» EXERCISE INSTRUCTIONS
Report every line of the records beneath this task that holds the string "blue".

» GIVEN RECORDS

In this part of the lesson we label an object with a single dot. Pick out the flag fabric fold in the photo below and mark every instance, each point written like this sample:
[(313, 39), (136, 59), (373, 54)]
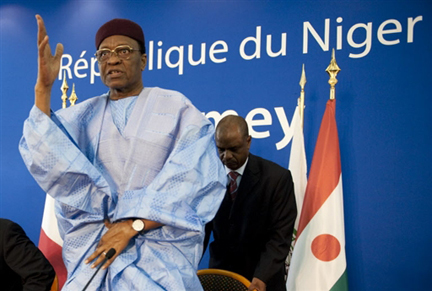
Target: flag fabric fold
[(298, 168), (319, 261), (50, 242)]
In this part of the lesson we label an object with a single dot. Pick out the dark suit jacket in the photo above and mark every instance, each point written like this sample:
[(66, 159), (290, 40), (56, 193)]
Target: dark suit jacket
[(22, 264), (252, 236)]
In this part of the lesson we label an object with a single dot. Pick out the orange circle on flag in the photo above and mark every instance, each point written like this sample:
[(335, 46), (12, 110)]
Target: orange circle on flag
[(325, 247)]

...

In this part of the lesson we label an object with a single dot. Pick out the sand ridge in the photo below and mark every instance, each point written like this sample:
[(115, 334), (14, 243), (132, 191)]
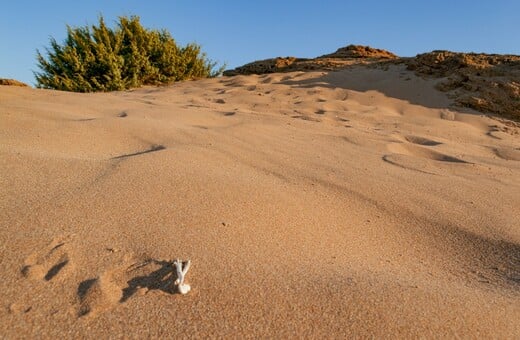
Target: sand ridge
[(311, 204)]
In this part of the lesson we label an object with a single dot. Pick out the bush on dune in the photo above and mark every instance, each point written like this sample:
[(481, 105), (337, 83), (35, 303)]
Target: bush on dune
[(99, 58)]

* * *

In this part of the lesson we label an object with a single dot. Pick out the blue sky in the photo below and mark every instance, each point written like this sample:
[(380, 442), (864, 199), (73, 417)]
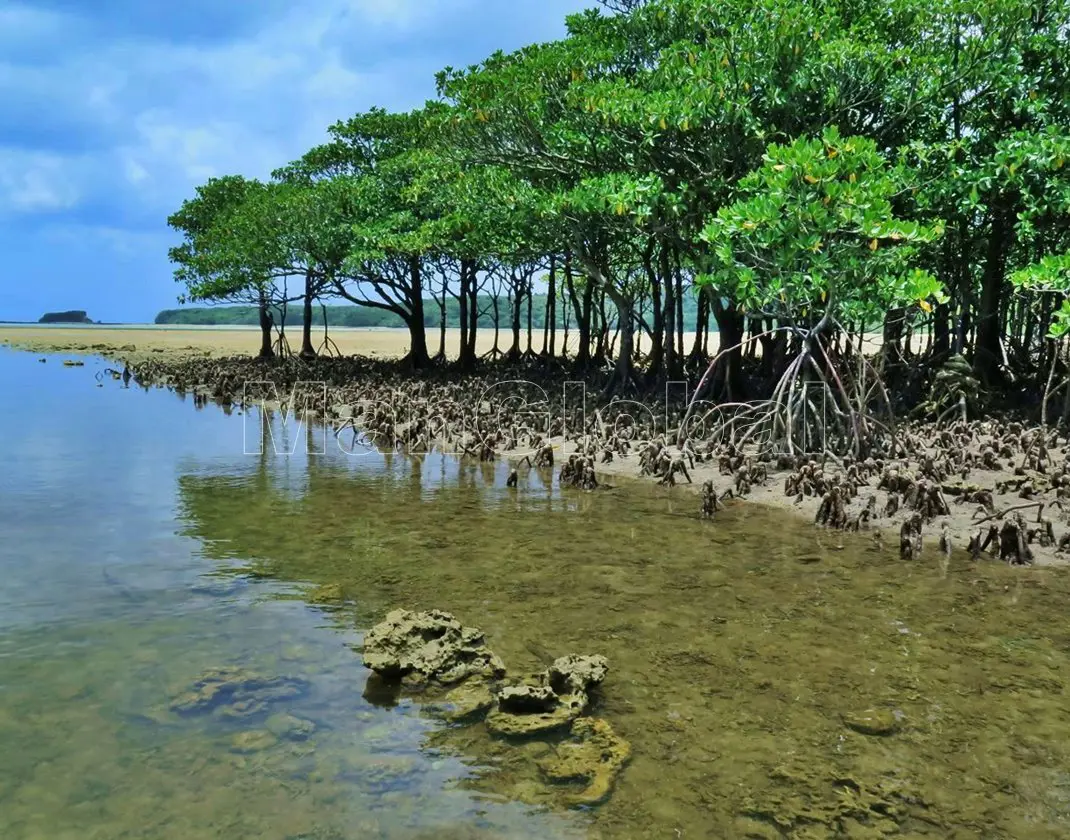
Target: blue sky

» EXERCISE ANSWER
In this part of the lesson we label an object with a single dot. Pick out the blue sky in the photo below and mark every instance, each point written like this sample:
Target: blue sky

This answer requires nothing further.